▶ **Page text**:
┌──

Oh, thank God, Spider-Man is here to crack the case with the proportional Google-searching ability … of a spider! With its, uh, many legs, all the better to tap out Google query after Google query with. The sad thing is that this exact set of ground-breaking detection techniques was also on display a month ago in Gil Thorp. Except that the Milford kids are are a bunch of no-talent losers with nothing better to do but sit around surfing the net all day, while Spider-Man is … oh, wait. At least Peter Parker is offering us some beefcake action by leaving his old man pajamas unbuttoned. In a few years, there will inevitably be a romance novel that features someone on its cover passionately Googling something, and it will look a little something like this. Only better drawn.

Mary Worth, 11/6/07

Something very, very deep inside Mary Worth caused her to offer to pay good money to save the life of some dumb dog, and in panel two you can tell that she’s fighting it with every fiber of her being. She can barely choke out the part of the sentence after “I’ll”; her teeth are gritted so fiercely that her face is transformed into a grim, deathly rictus (more so than usual, I mean); and her hand is clutching at the black, empty hole where her heart is supposed to be. And there will be payback. Oh yes, there will be payback. That dog is going to wish it died on the side of the road with a modicum of dignity.

9 Chickweed Lane, 11/6/07

Hot, hot possible thing Francis will be asking Diane to “indulge” him in: Hot, hot and totally papally sanctioned ex-priest-on-ex-nun-side-of-the-road sex in the back seat.

Horrifying and disturbing and more probable thing Francis will be asking Diane to “indulge” him in: “…so I told Thorax he could tag along on our wedding night. Hope that’s OK!”

└──

▶ **Exercises to complete**:
[a] Update the passage of the comic strip commentary that begins at the words "Mary Worth, 11/6/07" and stops after "the back seat.", replacing "payback" with "revenge".
[b] Answer these questions using the comic strip commentary:
(i) How long ago were the same detection techniques on display in Gil Thorp?
(ii) What does Mary Worth offer to pay good money for?
(iii) What date accompanies the 9 Chickweed Lane strip?

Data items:
┌──

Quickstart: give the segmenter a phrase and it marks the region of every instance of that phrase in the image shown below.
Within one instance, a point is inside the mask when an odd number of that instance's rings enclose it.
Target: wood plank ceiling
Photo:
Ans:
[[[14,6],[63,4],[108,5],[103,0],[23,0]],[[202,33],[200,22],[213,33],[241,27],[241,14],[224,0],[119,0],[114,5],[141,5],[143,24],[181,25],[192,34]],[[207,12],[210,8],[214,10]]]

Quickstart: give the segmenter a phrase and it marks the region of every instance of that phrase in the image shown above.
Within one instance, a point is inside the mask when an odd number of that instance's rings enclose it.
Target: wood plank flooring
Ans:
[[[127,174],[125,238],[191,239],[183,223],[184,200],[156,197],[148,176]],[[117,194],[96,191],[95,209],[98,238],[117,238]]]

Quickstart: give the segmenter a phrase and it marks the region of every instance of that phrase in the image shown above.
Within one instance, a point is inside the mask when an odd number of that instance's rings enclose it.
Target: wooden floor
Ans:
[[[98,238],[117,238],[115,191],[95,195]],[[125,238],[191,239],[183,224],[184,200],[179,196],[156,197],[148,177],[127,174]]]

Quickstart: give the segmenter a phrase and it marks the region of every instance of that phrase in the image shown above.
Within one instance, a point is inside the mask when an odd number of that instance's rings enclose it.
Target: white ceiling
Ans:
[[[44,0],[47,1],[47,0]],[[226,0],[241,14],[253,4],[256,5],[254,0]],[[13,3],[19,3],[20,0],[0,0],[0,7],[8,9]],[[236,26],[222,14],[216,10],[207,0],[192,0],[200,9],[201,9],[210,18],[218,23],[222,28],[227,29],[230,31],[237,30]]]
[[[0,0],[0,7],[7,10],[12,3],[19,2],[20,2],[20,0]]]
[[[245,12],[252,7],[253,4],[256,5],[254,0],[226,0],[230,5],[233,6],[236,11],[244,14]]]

└──

▶ **Answers to the exercise**:
[a]
Mary Worth, 11/6/07

Something very, very deep inside Mary Worth caused her to offer to pay good money to save the life of some dumb dog, and in panel two you can tell that she’s fighting it with every fiber of her being. She can barely choke out the part of the sentence after “I’ll”; her teeth are gritted so fiercely that her face is transformed into a grim, deathly rictus (more so than usual, I mean); and her hand is clutching at the black, empty hole where her heart is supposed to be. And there will be revenge. Oh yes, there will be revenge. That dog is going to wish it died on the side of the road with a modicum of dignity.

9 Chickweed Lane, 11/6/07

Hot, hot possible thing Francis will be asking Diane to “indulge” him in: Hot, hot and totally papally sanctioned ex-priest-on-ex-nun-side-of-the-road sex in the back seat.

[b]
(i) A month ago.
(ii) To save the life of a dog.
(iii) 11/6/07.